Passage.
Is there any way I can deal with this? Is this expected? I’ve tried tweaking the string to decode to its actual unicode string but failed.

Environment:

  • transformers version: 4.26.1
  • tokenizers version: 0.13.2
  • Platform: Linux-5.4.0-113-generic-x86_64-with-glibc2.31
  • Python version: 3.9.16
  • Huggingface_hub version: 0.12.0
  • PyTorch version (GPU?): 1.12.1 (False)
  • Tensorflow version (GPU?): not installed (NA)
  • Flax version (CPU?/GPU?/TPU?): not installed (NA)
  • Jax version: not installed
  • JaxLib version: not installed
  • Using GPU in script?: False
  • Using distributed or parallel set-up in script?: False

I executed the code snippets on a Jupyter Notebook (jupyterlab 3.6.1).

I guess the more appropriate way would be to use: tokenizer.convert_ids_to_tokens([4210])

On the use of tokenizer.convert_ids_tokens, I’ve found that. the two expressions below lead to two different strings:

ts = tokenizer.encode("Hello!\n I can't do this anymore")
# [15496, 0, 198, 314, 460, 470, 466, 428, 7471]

and

tokenizer.convert_ids_to_tokens(ts)

Given information.
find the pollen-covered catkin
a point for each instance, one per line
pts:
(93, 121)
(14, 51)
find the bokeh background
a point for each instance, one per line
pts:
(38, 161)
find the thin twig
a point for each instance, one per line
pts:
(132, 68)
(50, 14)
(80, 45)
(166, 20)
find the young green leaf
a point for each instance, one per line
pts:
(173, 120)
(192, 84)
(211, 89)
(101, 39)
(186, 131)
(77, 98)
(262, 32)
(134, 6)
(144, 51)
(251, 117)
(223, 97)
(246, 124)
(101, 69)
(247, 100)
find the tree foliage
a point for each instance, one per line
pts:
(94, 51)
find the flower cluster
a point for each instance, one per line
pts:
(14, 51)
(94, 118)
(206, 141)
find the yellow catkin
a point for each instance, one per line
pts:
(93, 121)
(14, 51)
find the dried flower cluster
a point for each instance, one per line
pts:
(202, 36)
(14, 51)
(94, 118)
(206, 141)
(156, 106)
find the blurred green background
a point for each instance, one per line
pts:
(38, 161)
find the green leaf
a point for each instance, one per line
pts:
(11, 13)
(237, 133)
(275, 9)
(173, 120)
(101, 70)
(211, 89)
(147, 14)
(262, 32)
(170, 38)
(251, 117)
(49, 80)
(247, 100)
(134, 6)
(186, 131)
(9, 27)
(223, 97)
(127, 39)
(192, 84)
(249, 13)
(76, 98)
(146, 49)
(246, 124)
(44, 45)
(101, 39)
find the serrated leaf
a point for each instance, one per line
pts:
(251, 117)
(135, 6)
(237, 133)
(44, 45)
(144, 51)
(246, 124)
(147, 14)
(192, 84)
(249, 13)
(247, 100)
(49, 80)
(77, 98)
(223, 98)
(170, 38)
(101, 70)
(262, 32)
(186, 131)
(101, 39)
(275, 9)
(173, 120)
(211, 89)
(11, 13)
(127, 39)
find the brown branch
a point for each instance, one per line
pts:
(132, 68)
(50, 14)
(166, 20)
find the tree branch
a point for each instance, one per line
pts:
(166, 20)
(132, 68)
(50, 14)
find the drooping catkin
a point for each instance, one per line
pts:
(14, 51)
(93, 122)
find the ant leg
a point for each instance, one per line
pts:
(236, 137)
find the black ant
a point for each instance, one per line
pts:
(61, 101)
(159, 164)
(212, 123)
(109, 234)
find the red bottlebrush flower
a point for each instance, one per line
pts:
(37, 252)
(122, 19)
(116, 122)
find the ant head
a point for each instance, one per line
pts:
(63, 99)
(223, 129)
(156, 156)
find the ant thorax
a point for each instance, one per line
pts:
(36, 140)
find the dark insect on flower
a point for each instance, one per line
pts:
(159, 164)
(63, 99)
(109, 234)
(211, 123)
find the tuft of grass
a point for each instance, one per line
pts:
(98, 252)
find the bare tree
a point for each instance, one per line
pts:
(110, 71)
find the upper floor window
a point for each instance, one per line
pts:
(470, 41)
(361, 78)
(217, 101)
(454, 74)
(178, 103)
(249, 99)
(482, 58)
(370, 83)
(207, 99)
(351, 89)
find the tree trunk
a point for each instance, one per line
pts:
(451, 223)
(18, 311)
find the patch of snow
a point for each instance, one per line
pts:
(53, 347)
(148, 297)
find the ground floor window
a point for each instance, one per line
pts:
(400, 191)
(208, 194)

--

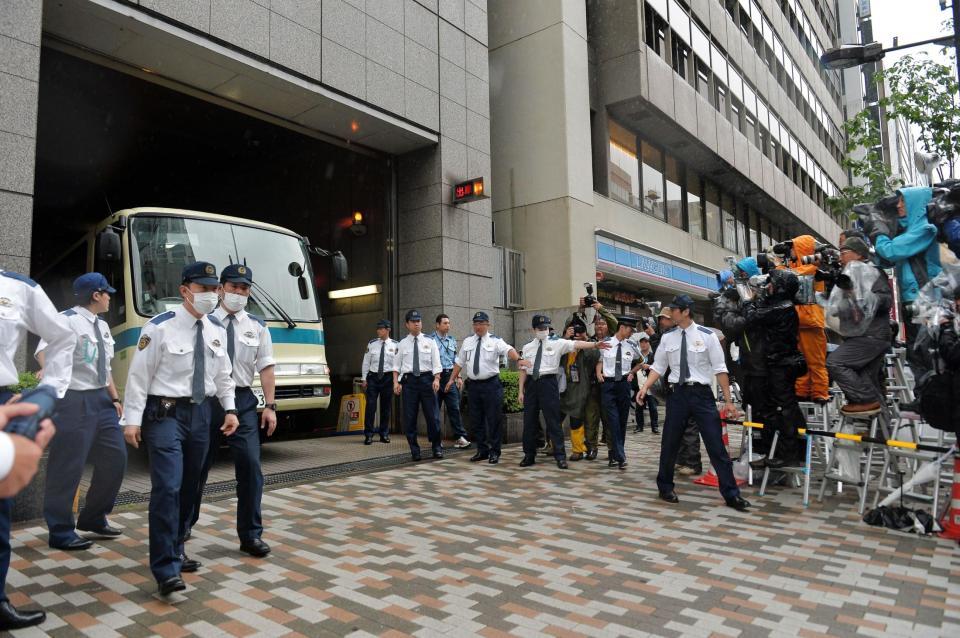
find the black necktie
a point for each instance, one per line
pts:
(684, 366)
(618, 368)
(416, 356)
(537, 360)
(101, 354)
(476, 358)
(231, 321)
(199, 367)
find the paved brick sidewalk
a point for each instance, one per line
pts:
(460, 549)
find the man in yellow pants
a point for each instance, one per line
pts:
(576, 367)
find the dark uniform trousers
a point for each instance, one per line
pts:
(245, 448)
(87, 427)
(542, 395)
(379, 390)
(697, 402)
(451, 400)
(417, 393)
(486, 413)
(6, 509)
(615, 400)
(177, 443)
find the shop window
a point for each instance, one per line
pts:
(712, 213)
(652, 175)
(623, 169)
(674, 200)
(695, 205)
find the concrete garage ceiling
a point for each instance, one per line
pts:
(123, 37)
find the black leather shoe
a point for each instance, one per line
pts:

Prompt. Continue the forum thread about tokenizer output past its last line.

Task answer.
# ['Hello', '!', 'Ċ', 'ĠI', 'Ġcan', "'t", 'Ġdo', 'Ġthis', 'Ġanymore']

How should I interpret the difference between the two?

Based on https://discuss.huggingface.co/t/bpe-tokenizers-and-spaces-before-words/475:

In GPT2 and Roberta tokenizers, the space before a word is part of a word, i.e. "Hello how are you puppetter" will be tokenized in ["Hello", "Ġhow", "Ġare", "Ġyou", "Ġpuppet", "ter"]. You can notice the spaces included in the words a Ġ here. Spaces are converted in a special character (the Ġ ) in the tokenizer prior to BPE splitting mostly to avoid digesting spaces since the standard BPE algorithm used spaces in its process (this can seem a bit hacky but was in the original GPT2 tokenizer implementation by OpenAI).